• OBJECTIVE: Convert the entries from the line containing "Kindly place a point on the floodlight" through the last line of the entries into a Markdown table with the columns Row and Line. Number each row, leave out any blank lines, and include no other lines.

====== RECORD EXTRACTS ======

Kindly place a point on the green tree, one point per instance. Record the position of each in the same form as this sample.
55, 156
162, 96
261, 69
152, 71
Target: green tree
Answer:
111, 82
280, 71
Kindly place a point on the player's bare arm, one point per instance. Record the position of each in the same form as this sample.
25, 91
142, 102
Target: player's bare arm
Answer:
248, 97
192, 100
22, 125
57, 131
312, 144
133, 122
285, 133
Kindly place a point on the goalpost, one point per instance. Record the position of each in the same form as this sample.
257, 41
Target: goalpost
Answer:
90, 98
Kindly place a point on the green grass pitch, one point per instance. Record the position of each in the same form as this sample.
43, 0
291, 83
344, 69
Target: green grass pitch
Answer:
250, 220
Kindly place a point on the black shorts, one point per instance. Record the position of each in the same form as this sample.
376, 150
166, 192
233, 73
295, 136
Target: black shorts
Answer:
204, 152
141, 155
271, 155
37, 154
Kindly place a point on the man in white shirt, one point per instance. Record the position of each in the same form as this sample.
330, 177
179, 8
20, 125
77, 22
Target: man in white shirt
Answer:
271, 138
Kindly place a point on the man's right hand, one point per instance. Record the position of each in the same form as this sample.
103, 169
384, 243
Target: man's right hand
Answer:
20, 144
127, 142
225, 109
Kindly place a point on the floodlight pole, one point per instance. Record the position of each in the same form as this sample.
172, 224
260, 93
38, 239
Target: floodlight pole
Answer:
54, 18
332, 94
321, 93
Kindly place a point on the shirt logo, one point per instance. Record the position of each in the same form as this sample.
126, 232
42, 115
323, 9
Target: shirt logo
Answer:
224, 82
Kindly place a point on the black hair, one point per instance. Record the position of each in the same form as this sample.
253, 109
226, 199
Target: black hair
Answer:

======

• FINISHED EXERCISE:
| Row | Line |
|---|---|
| 1 | Kindly place a point on the floodlight pole, one point per instance. Record the position of each in the same form as this sample. |
| 2 | 172, 224 |
| 3 | 260, 93 |
| 4 | 38, 239 |
| 5 | Target: floodlight pole |
| 6 | Answer: |
| 7 | 54, 18 |
| 8 | 332, 94 |
| 9 | 321, 93 |
| 10 | Kindly place a point on the shirt logo, one point per instance. Record the position of each in the same form as this sample. |
| 11 | 126, 232 |
| 12 | 42, 115 |
| 13 | 323, 9 |
| 14 | Target: shirt logo |
| 15 | Answer: |
| 16 | 224, 82 |
| 17 | Kindly place a point on the black hair, one point per instance. Record the position of each in the same form as this sample. |
| 18 | 253, 109 |
| 19 | 226, 199 |
| 20 | Target: black hair |
| 21 | Answer: |